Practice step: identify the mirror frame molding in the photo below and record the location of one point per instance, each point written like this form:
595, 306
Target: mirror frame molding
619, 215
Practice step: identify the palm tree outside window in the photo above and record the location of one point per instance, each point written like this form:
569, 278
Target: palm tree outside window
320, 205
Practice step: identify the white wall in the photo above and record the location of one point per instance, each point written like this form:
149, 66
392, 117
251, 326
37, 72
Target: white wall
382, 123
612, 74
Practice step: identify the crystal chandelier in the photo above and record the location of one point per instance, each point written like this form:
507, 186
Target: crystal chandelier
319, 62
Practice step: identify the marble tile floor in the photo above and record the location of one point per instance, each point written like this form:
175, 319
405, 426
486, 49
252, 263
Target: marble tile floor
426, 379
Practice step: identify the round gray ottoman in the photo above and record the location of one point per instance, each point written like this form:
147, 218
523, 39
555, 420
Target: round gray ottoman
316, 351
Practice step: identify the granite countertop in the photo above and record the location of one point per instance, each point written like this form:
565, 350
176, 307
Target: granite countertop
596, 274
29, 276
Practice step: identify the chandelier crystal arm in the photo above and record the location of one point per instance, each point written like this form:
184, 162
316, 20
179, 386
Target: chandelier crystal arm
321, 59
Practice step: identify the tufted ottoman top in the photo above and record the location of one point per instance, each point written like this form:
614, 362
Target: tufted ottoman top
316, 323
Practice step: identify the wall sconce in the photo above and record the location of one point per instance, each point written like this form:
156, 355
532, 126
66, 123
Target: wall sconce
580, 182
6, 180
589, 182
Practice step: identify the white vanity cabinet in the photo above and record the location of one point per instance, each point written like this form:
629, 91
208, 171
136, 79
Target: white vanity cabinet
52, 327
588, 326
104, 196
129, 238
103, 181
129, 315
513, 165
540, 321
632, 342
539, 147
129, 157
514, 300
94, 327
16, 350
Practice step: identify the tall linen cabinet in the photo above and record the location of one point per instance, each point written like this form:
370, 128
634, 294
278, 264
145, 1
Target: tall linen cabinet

● ● ● ● ●

REQUEST: Write out all the items above again, replacing "Practice step" with "Exercise" everywhere it appears and leaving everything else unchanged.

THE RESULT:
Exercise: identify the mirror frame molding in the photo below and record the location of one point per instance, each point written like this form:
595, 306
Target: mirror frame molding
619, 215
Exercise: identify the palm tree outside window in the photo above and record the location of one point per instance, each point written like this form:
569, 278
Target: palm tree outside window
320, 205
Exercise: identify the white wall in the photo above and record the location of one point per instance, each point written like this form:
149, 66
392, 117
251, 326
37, 72
Target: white wall
382, 123
612, 74
Exercise: identify the crystal chandelier in the photo above and record the location of one point per instance, each point written like this form:
507, 186
Target: crystal chandelier
319, 62
Exercise: identify the marble tile floor in the photo above and record the location of one point per instance, each point written like this form:
175, 319
405, 426
486, 49
252, 263
Target: marble tile floor
426, 379
Exercise: identify the round gray ottoman in the photo above and record the location of one point per instance, each point written like this form:
147, 218
523, 39
555, 420
Target: round gray ottoman
316, 351
Exercise: identify the granite countertop in the photo above and record the location of one point per instance, each point written like this form:
565, 350
176, 307
Target: granite countertop
596, 274
29, 276
Exercise: identify the chandelier crystal arm in the photo above and record the location of one point per instance, each point written like this form:
184, 162
316, 20
179, 386
Target: chandelier crystal arm
321, 59
Exercise: identify the tufted ottoman top in the photo above and record the location of one point per instance, each point written like this form:
614, 362
Target: tufted ottoman top
316, 323
Exercise: identify the wall sconce in the photo above and record the location of one point per instance, each point written like this form:
156, 355
532, 126
66, 123
Target: wall sconce
580, 182
6, 180
589, 182
Exercise: identify the white vanity cabinet in the photo above and record the location of one point per instance, each point written like this form:
629, 91
208, 171
136, 79
Target: white vanity cabinet
52, 327
588, 326
104, 196
129, 238
103, 181
129, 315
513, 165
540, 321
632, 342
539, 147
129, 157
514, 300
94, 327
16, 350
Exercise: identify the tall linen cabinet in the photo above and record the location of one point per instance, each point written like this form:
370, 128
634, 294
278, 264
145, 1
Target: tall linen cabinet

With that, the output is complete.